======== Provided passage

Thursday, April 5, 2012

Day Fourteen

Sunday March 25th, 2012
I am glad the kids were able to see him for awhile because early this morning Kase woke up first with a mild fever but then started throwing up blood. They kept him stable and ordered more blood. Someone was in his room every 15 mins checking his vitals. His CRITS were down and they were concerned. I asked several times why they hadn't gone in and looked at his again. Obviously the problem has not been fixed, hes been here almost a week. Each person I talked to blew me off and I got so irritated with one Dr I rolled my eyes and turned my back to ignore him while he is talking with me. There are so many different teams working on him, not one person has followed his case from day one, I feel like I am the only one that is keeping things straight. I have had it. I am frustrated with the situation, everyone seems to just wait for him to get sicker. I finally fall back asleep for 20 mins and Dad comes, shortly after Ash and Derek come. The team recommends starting another IV. I am livid, tired of them poking him, tired of IV's going bad, of them not being able to find a vein, tired of holding him while he cries in pain. I reluctantly agree only because they have so much going in to help him right now and he does need another line. I hold him as they dig around his arm for an excruciating 5 mins, Ash and Derek leave the room it is so bad. They walk into the lobby and bawl. He turns to me and says..."I just want to go hoooome, I don't want to do this anymore" I totally understand. I hold him and cry. The IV team brings in a ultrasound and they try another spot. It takes less then a minute to get that IV in. Glad it is over, angry they didn't bring it in the beginning when I have said over and over he is a hard poke.

Finally someone listens to me about going into scope and they get him ready for another surgery. By 2:00 pm he is back in the OR, I have some quiet time to cry and pray. Which is rare for me. I plead for some kind of result, improvement, for them to figure this out, to find out why he is bleeding so much. Grandma Allred walks into the waiting room and they don't even recognize me. I'm tired, swollen eyed, and drained. The surgery takes 1.5 hrs and when the Dr comes in he has pictures to show us. There are ulcers EVERYWHERE in his stomach, and covering his small intestine also. He cauterizes as many as he can.


I walk in with Dad and Justin and I just start to bawl. He is curled up on his side sleeping, the tube is still down his nose to his stomach. He has two more IVs in one arm, the PICC line in the other. He looks so sick. I don't know how much more he can handle. Justin brings in Penny, then Ash and Derek. I go out and say good bye to Macie and Mac. She cries and cries just like before. I miss being home with all my kids. I haven't seen Kambrie for 2 weeks. This is hard on us all. I break down. I lay my head down on his bed and bawl. I am ready for this all to be over.

1 comment:

A said...

Totally just bawled as I read this. Being a Mom is not easy. I think about how you guys are doing, pray all will get better soon. Hang in there, all of you.

================
======== Input data

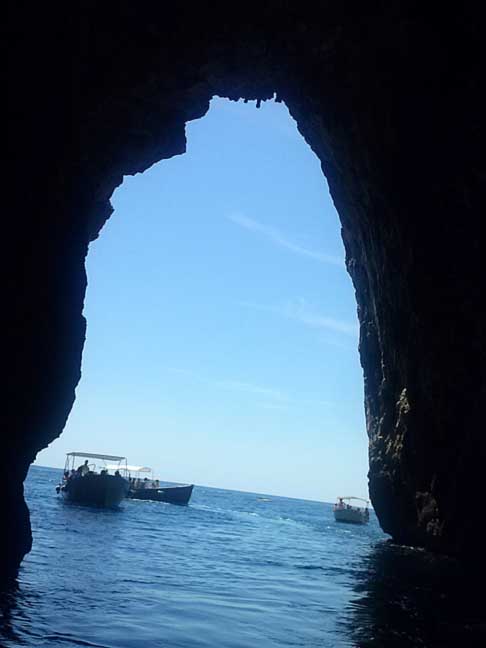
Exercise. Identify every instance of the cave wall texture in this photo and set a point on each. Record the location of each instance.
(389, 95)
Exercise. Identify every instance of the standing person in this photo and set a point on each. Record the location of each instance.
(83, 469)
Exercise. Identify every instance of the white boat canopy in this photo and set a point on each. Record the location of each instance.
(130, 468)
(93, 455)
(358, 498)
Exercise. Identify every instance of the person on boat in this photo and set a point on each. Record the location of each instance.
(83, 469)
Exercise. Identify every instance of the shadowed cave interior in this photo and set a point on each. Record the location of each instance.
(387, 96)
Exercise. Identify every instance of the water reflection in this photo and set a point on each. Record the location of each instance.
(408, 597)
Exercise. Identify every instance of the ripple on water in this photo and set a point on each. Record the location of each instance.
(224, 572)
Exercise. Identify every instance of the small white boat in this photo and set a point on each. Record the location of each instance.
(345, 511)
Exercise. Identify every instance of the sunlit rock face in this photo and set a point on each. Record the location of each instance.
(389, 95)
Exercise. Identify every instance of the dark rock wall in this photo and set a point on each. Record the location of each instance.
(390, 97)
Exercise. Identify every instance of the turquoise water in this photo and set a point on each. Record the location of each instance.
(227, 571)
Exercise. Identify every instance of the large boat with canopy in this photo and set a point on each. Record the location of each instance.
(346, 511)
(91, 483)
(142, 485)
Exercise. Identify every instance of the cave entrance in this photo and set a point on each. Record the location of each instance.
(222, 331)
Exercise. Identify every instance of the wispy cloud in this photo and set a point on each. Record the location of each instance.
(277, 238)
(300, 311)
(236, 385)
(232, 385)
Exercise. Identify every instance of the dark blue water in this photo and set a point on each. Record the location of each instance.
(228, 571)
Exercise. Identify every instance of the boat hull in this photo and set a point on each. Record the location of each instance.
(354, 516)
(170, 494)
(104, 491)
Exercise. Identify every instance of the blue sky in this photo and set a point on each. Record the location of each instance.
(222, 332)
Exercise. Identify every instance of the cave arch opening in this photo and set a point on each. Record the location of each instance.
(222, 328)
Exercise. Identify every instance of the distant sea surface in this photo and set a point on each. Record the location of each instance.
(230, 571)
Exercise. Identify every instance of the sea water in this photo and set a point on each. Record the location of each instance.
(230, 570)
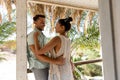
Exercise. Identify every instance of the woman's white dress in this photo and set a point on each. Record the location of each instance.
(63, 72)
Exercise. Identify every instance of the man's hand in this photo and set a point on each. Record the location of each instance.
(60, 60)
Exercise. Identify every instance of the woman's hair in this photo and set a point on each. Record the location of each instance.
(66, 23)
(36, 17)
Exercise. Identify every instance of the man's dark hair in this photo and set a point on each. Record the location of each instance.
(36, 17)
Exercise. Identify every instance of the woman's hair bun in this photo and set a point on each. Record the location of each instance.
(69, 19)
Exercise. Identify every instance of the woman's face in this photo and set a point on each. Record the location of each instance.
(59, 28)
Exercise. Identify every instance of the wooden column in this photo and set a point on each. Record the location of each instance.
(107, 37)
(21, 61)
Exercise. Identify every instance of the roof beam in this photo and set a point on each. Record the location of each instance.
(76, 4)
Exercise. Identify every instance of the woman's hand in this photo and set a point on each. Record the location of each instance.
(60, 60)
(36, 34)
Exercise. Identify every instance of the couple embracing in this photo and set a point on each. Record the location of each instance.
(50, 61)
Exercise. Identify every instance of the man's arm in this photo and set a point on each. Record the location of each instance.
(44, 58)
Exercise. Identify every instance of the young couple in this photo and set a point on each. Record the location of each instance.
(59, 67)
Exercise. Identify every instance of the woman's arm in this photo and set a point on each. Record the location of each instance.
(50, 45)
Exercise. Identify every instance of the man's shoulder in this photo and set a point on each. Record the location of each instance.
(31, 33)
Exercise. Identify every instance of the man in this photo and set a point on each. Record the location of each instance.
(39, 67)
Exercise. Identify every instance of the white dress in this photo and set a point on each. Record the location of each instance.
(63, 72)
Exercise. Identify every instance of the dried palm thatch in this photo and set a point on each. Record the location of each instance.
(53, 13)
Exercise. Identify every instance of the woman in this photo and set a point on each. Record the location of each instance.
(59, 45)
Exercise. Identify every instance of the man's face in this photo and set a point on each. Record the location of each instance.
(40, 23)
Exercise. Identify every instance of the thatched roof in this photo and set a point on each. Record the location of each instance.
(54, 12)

================

Return the hospital diary entry's text from "I walk in with" to "all of you.", copied word for word.

I walk in with Dad and Justin and I just start to bawl. He is curled up on his side sleeping, the tube is still down his nose to his stomach. He has two more IVs in one arm, the PICC line in the other. He looks so sick. I don't know how much more he can handle. Justin brings in Penny, then Ash and Derek. I go out and say good bye to Macie and Mac. She cries and cries just like before. I miss being home with all my kids. I haven't seen Kambrie for 2 weeks. This is hard on us all. I break down. I lay my head down on his bed and bawl. I am ready for this all to be over.

1 comment:

A said...

Totally just bawled as I read this. Being a Mom is not easy. I think about how you guys are doing, pray all will get better soon. Hang in there, all of you.